═══ Material provided
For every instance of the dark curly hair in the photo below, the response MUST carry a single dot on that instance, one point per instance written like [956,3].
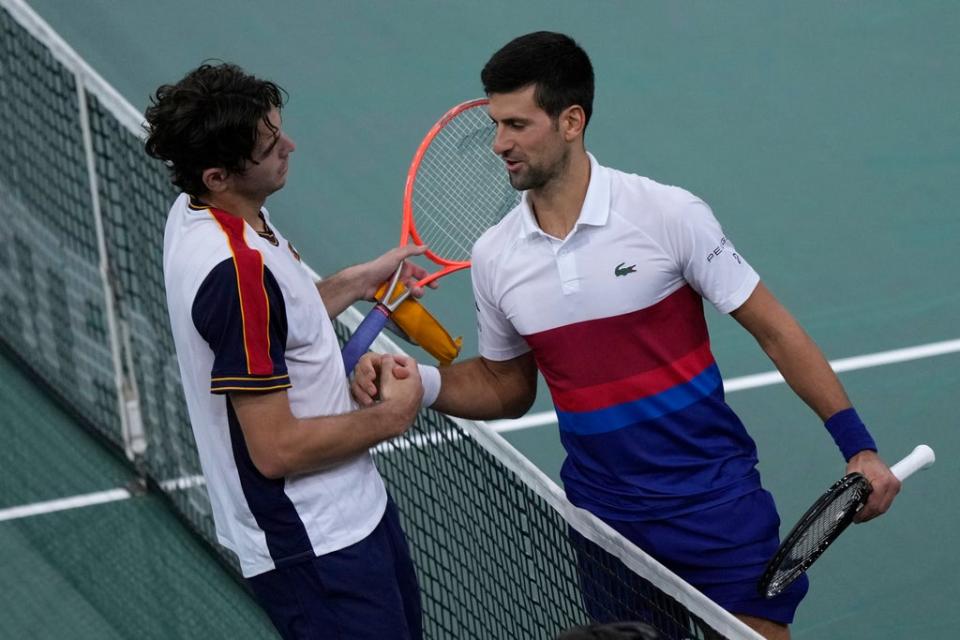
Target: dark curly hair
[554,62]
[209,119]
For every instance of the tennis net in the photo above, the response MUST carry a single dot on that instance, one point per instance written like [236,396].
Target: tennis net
[499,551]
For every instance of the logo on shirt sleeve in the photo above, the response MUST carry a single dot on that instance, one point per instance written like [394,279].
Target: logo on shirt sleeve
[621,270]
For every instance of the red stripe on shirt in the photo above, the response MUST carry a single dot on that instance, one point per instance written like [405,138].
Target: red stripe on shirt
[254,305]
[636,387]
[595,352]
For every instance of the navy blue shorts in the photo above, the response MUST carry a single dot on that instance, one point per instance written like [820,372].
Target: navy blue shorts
[722,551]
[365,591]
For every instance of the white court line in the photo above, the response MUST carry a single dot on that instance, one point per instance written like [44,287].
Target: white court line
[73,502]
[769,378]
[503,426]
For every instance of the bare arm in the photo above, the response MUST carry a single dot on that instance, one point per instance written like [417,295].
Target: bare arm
[808,373]
[477,389]
[281,444]
[481,389]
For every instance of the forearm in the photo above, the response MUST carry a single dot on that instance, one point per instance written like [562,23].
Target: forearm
[342,289]
[478,389]
[281,444]
[805,369]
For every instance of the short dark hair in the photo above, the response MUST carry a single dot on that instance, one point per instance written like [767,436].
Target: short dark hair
[210,118]
[554,62]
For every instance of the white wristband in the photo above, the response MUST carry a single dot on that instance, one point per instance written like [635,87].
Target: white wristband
[430,377]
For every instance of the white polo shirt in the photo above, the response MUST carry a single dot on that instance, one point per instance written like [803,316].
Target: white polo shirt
[247,317]
[614,317]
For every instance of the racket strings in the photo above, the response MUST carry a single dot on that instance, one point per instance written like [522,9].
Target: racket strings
[461,187]
[817,531]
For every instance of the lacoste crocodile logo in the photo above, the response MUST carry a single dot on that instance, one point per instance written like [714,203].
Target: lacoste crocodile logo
[621,270]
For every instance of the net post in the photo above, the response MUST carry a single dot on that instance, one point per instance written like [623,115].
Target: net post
[128,397]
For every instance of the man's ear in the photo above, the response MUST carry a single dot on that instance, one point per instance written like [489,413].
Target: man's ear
[572,121]
[215,179]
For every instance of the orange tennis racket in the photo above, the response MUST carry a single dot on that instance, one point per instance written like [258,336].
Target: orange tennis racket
[456,189]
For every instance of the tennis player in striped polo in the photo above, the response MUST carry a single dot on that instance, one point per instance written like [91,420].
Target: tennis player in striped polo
[294,491]
[597,280]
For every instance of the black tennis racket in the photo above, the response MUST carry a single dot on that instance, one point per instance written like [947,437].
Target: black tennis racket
[826,520]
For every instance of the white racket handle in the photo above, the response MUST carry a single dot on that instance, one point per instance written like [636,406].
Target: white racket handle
[920,458]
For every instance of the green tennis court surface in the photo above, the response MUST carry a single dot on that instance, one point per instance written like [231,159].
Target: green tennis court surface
[823,135]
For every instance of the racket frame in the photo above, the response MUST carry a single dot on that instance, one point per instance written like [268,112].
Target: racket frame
[922,457]
[856,482]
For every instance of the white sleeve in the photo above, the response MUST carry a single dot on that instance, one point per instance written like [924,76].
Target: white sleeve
[708,259]
[496,337]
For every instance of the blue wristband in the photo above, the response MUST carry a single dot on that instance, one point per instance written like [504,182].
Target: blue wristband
[849,433]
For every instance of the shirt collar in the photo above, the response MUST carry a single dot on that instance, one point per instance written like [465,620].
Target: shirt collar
[596,204]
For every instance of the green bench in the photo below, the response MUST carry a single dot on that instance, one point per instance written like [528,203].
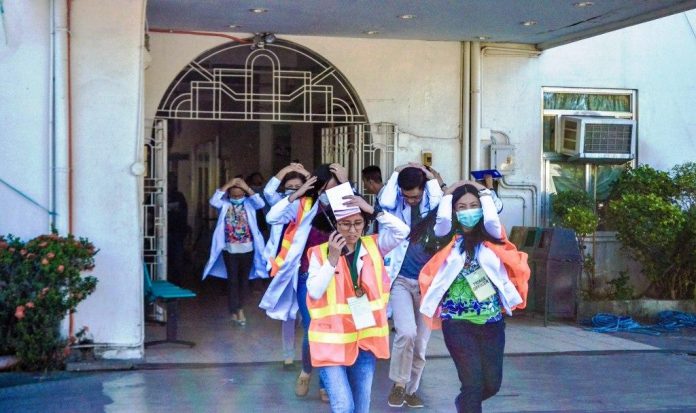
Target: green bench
[170,294]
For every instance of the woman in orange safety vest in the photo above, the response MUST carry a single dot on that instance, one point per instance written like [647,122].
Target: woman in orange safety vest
[347,295]
[466,288]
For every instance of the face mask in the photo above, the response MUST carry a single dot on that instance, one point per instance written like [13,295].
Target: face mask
[324,199]
[469,217]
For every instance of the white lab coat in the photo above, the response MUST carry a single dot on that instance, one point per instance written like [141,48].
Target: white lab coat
[392,201]
[487,259]
[280,299]
[216,265]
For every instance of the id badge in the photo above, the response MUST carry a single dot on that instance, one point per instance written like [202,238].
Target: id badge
[361,312]
[480,284]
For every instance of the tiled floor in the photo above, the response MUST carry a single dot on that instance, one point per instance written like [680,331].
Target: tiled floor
[205,321]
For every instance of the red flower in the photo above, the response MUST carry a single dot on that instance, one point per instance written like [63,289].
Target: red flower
[19,312]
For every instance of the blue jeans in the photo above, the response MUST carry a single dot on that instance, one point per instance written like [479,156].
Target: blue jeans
[477,352]
[304,313]
[349,387]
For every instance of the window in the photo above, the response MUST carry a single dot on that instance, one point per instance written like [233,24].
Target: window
[563,173]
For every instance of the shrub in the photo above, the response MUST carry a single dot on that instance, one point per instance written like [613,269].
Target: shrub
[41,283]
[655,217]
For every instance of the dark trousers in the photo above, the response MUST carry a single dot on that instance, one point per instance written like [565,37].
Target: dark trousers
[477,351]
[238,267]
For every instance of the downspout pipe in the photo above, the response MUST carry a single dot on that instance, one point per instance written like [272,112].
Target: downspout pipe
[59,118]
[464,110]
[475,155]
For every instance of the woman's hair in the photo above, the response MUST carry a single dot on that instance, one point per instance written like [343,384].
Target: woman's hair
[291,175]
[478,234]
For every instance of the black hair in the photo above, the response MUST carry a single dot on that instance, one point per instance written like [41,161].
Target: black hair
[325,220]
[478,234]
[411,178]
[291,175]
[372,173]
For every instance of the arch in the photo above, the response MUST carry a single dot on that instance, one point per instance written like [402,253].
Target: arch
[223,84]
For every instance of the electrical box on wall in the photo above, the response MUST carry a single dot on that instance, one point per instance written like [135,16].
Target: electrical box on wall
[503,158]
[427,158]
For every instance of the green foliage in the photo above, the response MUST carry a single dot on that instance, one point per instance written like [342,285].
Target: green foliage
[644,180]
[580,219]
[655,216]
[40,283]
[620,288]
[563,201]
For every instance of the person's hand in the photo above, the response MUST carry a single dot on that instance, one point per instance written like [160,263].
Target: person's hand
[298,167]
[309,184]
[357,201]
[239,183]
[336,245]
[232,182]
[488,181]
[339,171]
[450,189]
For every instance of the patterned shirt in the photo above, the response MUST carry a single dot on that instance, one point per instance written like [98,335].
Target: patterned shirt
[460,303]
[237,231]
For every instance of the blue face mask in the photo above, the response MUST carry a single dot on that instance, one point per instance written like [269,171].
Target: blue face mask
[469,217]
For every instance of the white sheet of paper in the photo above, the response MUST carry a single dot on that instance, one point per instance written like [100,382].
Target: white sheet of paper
[361,312]
[336,200]
[480,284]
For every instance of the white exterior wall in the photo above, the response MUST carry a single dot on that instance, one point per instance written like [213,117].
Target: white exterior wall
[106,100]
[106,207]
[656,58]
[24,117]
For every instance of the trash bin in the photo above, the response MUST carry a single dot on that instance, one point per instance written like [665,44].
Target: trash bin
[556,264]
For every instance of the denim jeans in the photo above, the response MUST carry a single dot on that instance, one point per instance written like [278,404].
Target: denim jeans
[304,313]
[349,387]
[477,351]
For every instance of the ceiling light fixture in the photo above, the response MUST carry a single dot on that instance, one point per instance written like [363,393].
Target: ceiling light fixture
[582,4]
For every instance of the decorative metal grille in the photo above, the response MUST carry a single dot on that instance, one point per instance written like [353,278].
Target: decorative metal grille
[233,82]
[155,199]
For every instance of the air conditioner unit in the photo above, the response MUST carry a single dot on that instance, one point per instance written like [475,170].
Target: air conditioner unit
[597,139]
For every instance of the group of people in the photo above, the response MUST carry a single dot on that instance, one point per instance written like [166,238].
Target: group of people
[425,254]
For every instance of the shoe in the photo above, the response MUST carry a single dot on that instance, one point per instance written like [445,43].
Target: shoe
[323,395]
[302,385]
[413,401]
[397,396]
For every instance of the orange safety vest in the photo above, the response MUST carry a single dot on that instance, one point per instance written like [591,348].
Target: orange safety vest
[515,263]
[333,338]
[290,231]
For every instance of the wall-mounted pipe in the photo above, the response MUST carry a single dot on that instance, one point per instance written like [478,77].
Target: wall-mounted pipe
[475,153]
[464,111]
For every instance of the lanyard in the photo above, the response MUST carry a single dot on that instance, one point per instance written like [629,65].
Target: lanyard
[355,277]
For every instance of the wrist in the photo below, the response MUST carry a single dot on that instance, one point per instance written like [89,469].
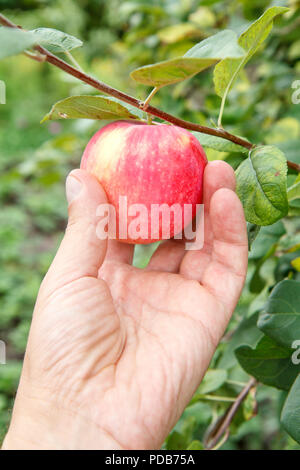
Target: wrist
[44,424]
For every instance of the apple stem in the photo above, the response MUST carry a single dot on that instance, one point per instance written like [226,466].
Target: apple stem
[145,104]
[98,85]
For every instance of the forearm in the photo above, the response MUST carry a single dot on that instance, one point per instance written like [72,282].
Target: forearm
[42,424]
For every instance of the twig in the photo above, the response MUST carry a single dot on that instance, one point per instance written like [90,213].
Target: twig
[104,88]
[222,426]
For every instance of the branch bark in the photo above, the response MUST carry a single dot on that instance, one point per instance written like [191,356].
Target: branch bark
[222,426]
[104,88]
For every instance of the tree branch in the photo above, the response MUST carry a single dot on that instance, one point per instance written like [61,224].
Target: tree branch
[222,425]
[104,88]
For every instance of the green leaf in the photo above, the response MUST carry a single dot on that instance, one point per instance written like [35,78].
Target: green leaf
[213,379]
[227,70]
[267,237]
[261,185]
[92,107]
[208,52]
[290,415]
[294,191]
[252,232]
[14,41]
[177,32]
[247,334]
[217,143]
[220,45]
[269,363]
[54,40]
[280,319]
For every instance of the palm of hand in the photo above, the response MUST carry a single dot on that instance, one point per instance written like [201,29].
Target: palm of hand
[132,345]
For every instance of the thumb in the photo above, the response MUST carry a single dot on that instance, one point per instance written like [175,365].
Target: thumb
[81,252]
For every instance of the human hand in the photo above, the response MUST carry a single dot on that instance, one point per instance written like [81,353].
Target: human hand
[115,353]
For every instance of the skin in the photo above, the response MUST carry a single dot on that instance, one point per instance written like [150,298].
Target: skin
[115,353]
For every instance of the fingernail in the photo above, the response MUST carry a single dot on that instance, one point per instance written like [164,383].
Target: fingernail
[73,188]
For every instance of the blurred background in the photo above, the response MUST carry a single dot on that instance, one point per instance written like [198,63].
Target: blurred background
[35,159]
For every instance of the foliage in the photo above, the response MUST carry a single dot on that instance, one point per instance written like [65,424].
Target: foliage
[193,46]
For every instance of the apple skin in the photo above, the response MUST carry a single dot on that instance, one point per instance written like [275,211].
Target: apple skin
[149,164]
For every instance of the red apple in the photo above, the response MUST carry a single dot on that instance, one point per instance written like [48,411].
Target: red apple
[156,166]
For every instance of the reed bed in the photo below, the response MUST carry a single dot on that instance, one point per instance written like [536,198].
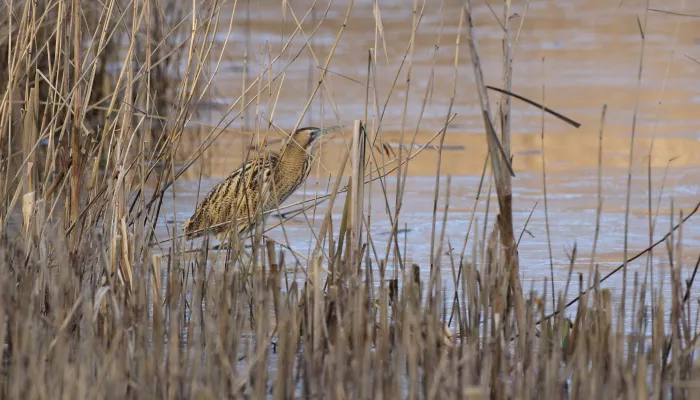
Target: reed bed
[96,101]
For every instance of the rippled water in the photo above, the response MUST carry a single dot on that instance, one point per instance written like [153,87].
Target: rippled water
[582,54]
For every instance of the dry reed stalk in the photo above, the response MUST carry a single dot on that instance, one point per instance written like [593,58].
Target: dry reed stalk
[500,164]
[357,196]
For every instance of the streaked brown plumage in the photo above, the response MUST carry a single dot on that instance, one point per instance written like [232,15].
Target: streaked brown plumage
[258,186]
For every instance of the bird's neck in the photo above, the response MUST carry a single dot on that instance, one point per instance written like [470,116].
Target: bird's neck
[293,163]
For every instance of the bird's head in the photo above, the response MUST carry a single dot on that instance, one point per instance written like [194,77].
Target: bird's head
[309,137]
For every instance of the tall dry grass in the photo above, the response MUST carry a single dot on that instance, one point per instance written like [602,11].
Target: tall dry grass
[96,101]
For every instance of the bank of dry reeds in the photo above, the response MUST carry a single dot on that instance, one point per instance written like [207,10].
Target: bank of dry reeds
[96,97]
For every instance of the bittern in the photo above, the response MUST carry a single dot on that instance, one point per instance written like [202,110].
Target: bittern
[256,187]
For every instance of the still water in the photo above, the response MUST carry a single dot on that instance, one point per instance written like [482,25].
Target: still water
[575,56]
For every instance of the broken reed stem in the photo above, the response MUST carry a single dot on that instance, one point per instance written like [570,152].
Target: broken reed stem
[357,193]
[502,177]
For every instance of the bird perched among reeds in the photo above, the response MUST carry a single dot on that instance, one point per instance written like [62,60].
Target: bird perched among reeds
[256,187]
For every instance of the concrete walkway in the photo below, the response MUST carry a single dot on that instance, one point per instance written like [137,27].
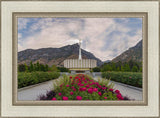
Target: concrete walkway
[32,92]
[133,93]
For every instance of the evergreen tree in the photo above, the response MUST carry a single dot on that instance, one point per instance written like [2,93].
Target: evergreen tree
[31,67]
[26,67]
[37,66]
[46,67]
[134,69]
[122,68]
[21,68]
[126,67]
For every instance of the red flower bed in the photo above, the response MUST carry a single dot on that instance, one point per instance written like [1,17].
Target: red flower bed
[82,87]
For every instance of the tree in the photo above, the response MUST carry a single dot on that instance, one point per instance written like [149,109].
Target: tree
[53,68]
[37,66]
[134,69]
[46,67]
[42,67]
[63,69]
[31,67]
[122,68]
[26,67]
[96,69]
[126,67]
[21,68]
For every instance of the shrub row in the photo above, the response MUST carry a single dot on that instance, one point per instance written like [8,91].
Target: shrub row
[26,79]
[130,78]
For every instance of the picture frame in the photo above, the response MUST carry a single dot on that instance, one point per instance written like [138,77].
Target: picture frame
[11,10]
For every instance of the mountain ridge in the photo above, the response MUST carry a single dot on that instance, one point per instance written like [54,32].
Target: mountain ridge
[54,56]
[134,53]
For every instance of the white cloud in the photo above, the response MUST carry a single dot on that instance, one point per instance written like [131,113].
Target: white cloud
[22,23]
[94,31]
══════
__Aim__.
Put the lines starting at the one containing "For every instance of the red flower bed" and ending at the last line of the records into a Markdown table with the columns Row and Line. Number each row and leave out blank lines.

__The completed task__.
| Row | Line |
|---|---|
| 1 | For every instance of the red flower bed in the photo above, the response MUST carry a single dot on that instance, one point per instance written like [1,17]. |
| 2 | Target: red flower bed |
| 3 | [82,87] |
| 4 | For every instance of the tree in the photo above, the response MUST carry a single dot on that instance, one point per instance written like [149,109]. |
| 5 | Target: tree |
| 6 | [53,68] |
| 7 | [37,66] |
| 8 | [134,69] |
| 9 | [46,67] |
| 10 | [42,67] |
| 11 | [63,69] |
| 12 | [31,67] |
| 13 | [122,68] |
| 14 | [26,67] |
| 15 | [96,69] |
| 16 | [126,67] |
| 17 | [21,68] |
| 18 | For every instance of the shrub row in the photo above, the response MUST carry a single dot on that instance, one point per instance written like [8,91]. |
| 19 | Target: shrub row |
| 20 | [26,79] |
| 21 | [130,78] |
| 22 | For every instance of the picture frame in the photo above, the response MUST carry a single dot on that instance, one point per instance written like [138,77]. |
| 23 | Target: picture frame |
| 24 | [11,10] |
| 25 | For every instance of the mountain ridge in the photo above, the response MUST carry a single dot on that instance, one point per instance written like [54,32]. |
| 26 | Target: mountain ridge |
| 27 | [54,56] |
| 28 | [134,53] |
| 29 | For every instance of the white cloud in the photo above, the response MUST carry a single dot on that instance, one point per instance written like [131,113]. |
| 30 | Target: white cloud |
| 31 | [22,23] |
| 32 | [94,31] |